→ **AUSGANGSTEXT**:
━━━━━━

Links wie rechts: Karin Priester beschreibt den politischen Populismus als Chamäleon.

Populismus ist der schwarze Peter in der Politik. Politiker und auch Medien benutzen ihn gerne , um den politischen Gegner abzuqualifizieren. Der Begriff steht für Verführung, für Opportunismus und das Spiel mit dem Feuer, etwa im Umgang mit Minderheiten, die sich nur schwer zur Wehr setzen können. Bietet er vielleicht auch Substanz für eine tiefere Reflexion, taugt er zu mehr als zu einem bloßen Kampfbegriff, hat er sogar eine positive Wirkung? Genau darum geht es der Münsteraner Soziologin Karin Priester in ihrem Buch, das im Untertitel „Annäherungen an ein Chamäleon“ auf das Wechselhafte des Phänomens anspielt. Populismus steht für Simplifizierung – bei dem vorliegenden Buch ist es eher umgekehrt, es artet trotz vieler Unterkapitel und einer klaren Gliederung mitunter in Komplexität aus.

━━━━━━

→ **EXTRAHIERTE DATEN**:
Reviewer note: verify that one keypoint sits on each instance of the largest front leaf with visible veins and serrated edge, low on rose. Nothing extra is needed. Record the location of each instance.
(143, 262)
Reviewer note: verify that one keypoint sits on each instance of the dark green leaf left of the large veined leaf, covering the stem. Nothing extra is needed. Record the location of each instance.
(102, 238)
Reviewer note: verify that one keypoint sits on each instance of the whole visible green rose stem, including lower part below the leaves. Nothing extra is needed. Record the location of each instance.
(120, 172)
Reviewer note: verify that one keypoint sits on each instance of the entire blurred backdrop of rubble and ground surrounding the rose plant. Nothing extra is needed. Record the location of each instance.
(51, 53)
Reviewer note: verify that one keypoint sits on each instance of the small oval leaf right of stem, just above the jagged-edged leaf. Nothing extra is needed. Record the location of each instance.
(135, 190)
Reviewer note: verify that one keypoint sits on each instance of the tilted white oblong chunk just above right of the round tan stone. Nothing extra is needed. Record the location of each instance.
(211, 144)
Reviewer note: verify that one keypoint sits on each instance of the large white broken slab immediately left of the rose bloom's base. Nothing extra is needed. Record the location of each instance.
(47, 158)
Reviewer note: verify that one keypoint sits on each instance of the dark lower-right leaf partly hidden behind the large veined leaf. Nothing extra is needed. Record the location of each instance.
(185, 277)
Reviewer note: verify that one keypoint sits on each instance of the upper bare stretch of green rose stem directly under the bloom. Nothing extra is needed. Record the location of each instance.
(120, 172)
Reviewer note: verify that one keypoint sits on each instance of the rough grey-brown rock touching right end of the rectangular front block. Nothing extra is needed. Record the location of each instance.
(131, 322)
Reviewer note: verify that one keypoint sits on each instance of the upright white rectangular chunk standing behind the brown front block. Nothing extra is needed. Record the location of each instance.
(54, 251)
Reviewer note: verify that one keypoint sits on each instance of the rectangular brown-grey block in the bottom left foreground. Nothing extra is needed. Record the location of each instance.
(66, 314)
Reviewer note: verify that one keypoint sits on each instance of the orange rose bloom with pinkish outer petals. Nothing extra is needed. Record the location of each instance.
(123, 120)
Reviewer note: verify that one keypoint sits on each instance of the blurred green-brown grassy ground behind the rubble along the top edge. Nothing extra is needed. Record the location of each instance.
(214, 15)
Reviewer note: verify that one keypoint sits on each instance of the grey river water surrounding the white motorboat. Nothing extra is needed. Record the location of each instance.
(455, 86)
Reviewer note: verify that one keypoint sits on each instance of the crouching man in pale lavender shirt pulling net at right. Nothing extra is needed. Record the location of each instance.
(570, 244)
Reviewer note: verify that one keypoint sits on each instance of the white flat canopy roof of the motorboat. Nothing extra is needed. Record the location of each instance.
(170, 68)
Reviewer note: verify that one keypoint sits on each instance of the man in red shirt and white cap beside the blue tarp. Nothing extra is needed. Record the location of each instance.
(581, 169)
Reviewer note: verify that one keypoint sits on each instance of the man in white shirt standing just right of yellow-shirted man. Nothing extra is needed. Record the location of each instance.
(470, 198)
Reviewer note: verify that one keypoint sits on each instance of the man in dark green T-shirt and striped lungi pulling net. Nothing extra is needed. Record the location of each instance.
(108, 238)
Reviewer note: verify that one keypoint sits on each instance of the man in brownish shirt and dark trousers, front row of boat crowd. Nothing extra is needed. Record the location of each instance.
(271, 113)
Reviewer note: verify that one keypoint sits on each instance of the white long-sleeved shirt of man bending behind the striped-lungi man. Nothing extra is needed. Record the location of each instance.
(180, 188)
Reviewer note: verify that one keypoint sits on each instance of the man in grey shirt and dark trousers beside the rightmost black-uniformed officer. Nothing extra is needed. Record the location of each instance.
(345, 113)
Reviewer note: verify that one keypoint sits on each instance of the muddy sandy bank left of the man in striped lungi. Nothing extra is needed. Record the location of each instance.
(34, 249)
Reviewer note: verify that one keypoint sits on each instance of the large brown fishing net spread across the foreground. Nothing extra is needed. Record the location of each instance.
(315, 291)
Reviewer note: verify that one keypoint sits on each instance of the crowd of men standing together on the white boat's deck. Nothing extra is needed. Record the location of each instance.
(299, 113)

━━━━━━

→ **AUFGABEN**:
A - Wiederhole aus dem Text über Populismus wörtlich den Abschnitt von „Populismus ist der“ bis einschließlich „in Komplexität aus.“.
B - Setze den Text über Populismus im Anschluss an seinen letzten Satz fort.

→ **LÖSUNGEN**:
A -
Populismus ist der schwarze Peter in der Politik. Politiker und auch Medien benutzen ihn gerne , um den politischen Gegner abzuqualifizieren. Der Begriff steht für Verführung, für Opportunismus und das Spiel mit dem Feuer, etwa im Umgang mit Minderheiten, die sich nur schwer zur Wehr setzen können. Bietet er vielleicht auch Substanz für eine tiefere Reflexion, taugt er zu mehr als zu einem bloßen Kampfbegriff, hat er sogar eine positive Wirkung? Genau darum geht es der Münsteraner Soziologin Karin Priester in ihrem Buch, das im Untertitel „Annäherungen an ein Chamäleon“ auf das Wechselhafte des Phänomens anspielt. Populismus steht für Simplifizierung – bei dem vorliegenden Buch ist es eher umgekehrt, es artet trotz vieler Unterkapitel und einer klaren Gliederung mitunter in Komplexität aus.

B -
Freilich ist der Anspruch, globale Prozesse verständlich zu vermitteln, auch groß. Priester holt weit aus, sucht nach allem, was mit dem Begriff verbunden werden kann: ein Flickenteppich, der die primär amerikanischen Bewegungen Tea-Party und Occupy mit dem lateinamerikanischen Caudillo Hugo Chávez zusammenwebt wie auch dem europäischen parteiförmigen Rechtspopulismus solcher Figuren wie der Französin Marine Le Pen, des Niederländers Geert Wilders und des Österreichers Heinz-Christian Strache. Priester geht es aber weniger um solche Vordergründigkeiten, sondern um demokratietheoretische und gesellschaftliche Fragen. Ihr gelingt es durchaus, diesen Flickenteppich aus Symbolpolitik, Protest und Demagogie zu systematisieren.

Am Ende steht die Frage, wie dauerhaft dieses Phänomen des 21. Jahrhunderts ist, das gemäß der Autorin offenbar an die Stelle der großen Systemauseinandersetzung des 20. Jahrhunderts zwischen den Polen Kommunismus und Faschismus tritt. Dabei, und das behaupten wenige Autoren, kann der Populismus auch von „links“ kommen, wie es nicht nur im lateinamerikanischen Kontext der Fall ist.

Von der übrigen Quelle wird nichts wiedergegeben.